> _TRAVAIL DEMANDÉ_
1: Pouvez-vous recopier, dans le texte sur l'éducation des jeunes sourds, le passage allant de « Car les éléments » jusqu'à « les établissements, etc. » ?
2: Quelles fonctions d'encadrement ou transversales le texte sur l'éducation des jeunes sourds énumère-t-il ?

Elles viennent plutôt des professionnels exerçant des fonctions d’encadrement ou transversales : directeurs, chefs de service, responsables de projets, responsables qualité... Elles viennent de ceux-là même qui tiennent le discours le plus engageant et le plus offensif sur la place des usagers, leur empowerment, sur les droits et la participation des usagers, sur l’amélioration continue de la qualité, sur l’application des bonnes pratiques... Il y a là un paradoxe, dont il faut essayer de rechercher quelque explication.

C’est peut-être que, à côté de ce discours, il y a des réalités qui ne se tordent pas aux belles intentions, qui sont inscrites dans le terreau d’organisations exemptes d’analyse critique. Car dans ceux qui sont partie prenante de l’éducation des jeunes sourds, il y a des parents, dont certains sont eux-mêmes sourds, il y a des professionnels, dont certains sont eux-mêmes sourds, et il y a même des parents entendants qui se revendiquent des choix faits par les sourds.

Et c’est à tous ceux-là que les question et remarque font référence : ceux-là sont parfois rétifs, et même très rétifs, à ce que « nous », experts de l’intervention médico-sociale, savons de ce qui est bien pour « eux ». Et quand ils s’expriment, ils contestent radicalement, ils ne sont pas malléables : d’où peut-être cette lassitude de certains professionnels qui ont à faire fonctionner les organisations.

Car les éléments contestés heurtent de plein fouet les pratiques médico-sociales. Et c’est même le caractère médico-social qui est contesté, dans le refus, par exemple, de considérer la situation des personnes sourdes comme une maladie objet de soins qu’on trouve dans l’approche bio-médicale prégnante dans les établissements médico-sociaux. Contestation aussi de la rééducation orale (impératif du fonctionnement médico-social qui se légitime dans le cadre des soins), et de considérer la langue orale comme condition de participation sociale ; contestation quant à l’insuffisance de l’enseignement en langue des signes et de l’insuffisance des professionnels sourds dans les établissements, etc.

Entrées enregistrées
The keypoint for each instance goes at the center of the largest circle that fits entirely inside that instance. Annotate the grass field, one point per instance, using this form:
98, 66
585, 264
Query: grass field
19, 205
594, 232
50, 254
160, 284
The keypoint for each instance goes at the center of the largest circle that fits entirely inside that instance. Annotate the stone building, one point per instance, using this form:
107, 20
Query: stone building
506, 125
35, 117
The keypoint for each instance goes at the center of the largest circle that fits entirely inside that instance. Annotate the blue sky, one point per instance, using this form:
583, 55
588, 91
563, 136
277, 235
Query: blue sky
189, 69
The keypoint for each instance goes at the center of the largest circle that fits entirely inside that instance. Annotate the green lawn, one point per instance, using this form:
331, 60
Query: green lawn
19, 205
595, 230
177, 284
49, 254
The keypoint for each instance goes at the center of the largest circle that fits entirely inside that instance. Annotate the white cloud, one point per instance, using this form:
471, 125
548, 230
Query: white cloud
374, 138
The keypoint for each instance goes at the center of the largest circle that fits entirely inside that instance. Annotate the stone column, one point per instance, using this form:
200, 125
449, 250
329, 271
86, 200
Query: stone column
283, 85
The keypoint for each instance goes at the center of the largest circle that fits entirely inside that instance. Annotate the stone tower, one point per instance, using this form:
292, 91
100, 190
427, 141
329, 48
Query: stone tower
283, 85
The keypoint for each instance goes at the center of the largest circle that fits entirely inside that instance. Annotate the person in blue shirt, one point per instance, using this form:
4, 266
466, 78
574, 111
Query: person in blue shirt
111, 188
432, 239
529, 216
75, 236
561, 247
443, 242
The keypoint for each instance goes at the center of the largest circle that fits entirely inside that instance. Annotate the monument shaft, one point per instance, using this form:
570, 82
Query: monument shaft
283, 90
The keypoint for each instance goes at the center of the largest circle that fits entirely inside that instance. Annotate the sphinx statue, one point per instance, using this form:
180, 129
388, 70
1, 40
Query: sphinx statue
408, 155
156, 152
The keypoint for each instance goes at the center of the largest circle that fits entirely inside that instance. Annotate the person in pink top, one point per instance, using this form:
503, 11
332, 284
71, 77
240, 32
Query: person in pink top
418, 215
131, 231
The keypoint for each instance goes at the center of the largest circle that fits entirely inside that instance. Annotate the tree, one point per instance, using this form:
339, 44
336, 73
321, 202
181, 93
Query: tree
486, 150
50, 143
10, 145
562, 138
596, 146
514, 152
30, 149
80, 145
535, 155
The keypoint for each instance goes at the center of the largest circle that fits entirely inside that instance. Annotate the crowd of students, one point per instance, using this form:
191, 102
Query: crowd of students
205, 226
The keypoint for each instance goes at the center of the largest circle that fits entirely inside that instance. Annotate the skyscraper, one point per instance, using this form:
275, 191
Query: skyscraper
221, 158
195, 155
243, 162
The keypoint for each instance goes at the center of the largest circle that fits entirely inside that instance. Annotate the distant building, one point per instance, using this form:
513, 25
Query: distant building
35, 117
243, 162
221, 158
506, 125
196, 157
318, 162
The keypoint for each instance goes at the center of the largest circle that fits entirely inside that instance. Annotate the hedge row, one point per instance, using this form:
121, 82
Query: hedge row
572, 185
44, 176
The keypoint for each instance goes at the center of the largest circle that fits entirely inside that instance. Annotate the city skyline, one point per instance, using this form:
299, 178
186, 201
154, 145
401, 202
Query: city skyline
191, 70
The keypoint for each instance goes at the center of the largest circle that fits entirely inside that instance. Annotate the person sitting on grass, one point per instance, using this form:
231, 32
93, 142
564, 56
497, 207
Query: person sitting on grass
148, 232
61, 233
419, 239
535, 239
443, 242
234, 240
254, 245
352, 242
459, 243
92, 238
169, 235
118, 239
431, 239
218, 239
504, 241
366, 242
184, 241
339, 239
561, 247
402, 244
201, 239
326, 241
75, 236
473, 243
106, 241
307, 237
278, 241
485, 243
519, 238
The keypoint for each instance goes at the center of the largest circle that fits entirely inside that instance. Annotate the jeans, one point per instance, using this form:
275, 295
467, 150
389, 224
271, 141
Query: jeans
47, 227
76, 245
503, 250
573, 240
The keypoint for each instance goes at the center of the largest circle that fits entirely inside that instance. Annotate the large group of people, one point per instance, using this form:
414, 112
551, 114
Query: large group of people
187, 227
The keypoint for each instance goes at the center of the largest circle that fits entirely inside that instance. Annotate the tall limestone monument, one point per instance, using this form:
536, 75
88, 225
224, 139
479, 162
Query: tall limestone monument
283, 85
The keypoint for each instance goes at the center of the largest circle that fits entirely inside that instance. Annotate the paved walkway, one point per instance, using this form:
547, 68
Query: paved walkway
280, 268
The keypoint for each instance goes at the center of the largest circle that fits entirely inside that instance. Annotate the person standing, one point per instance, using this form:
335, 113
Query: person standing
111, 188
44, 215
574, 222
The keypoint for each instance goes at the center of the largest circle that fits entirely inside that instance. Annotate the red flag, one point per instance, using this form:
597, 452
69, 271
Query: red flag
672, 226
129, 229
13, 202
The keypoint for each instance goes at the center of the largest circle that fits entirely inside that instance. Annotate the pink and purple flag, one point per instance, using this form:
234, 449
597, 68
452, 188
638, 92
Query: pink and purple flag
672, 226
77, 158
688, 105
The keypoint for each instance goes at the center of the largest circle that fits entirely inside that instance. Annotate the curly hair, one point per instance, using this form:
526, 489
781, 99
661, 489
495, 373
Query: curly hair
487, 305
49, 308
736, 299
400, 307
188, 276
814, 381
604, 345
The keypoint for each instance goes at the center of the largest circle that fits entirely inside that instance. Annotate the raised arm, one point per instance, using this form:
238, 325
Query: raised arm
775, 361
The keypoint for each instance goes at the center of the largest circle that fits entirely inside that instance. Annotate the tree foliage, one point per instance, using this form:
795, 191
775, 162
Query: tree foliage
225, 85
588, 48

> _EXERCICE CORRIGÉ_
1:
Car les éléments contestés heurtent de plein fouet les pratiques médico-sociales. Et c’est même le caractère médico-social qui est contesté, dans le refus, par exemple, de considérer la situation des personnes sourdes comme une maladie objet de soins qu’on trouve dans l’approche bio-médicale prégnante dans les établissements médico-sociaux. Contestation aussi de la rééducation orale (impératif du fonctionnement médico-social qui se légitime dans le cadre des soins), et de considérer la langue orale comme condition de participation sociale ; contestation quant à l’insuffisance de l’enseignement en langue des signes et de l’insuffisance des professionnels sourds dans les établissements, etc.

2:
- directeurs
- chefs de service
- responsables de projets
- responsables qualité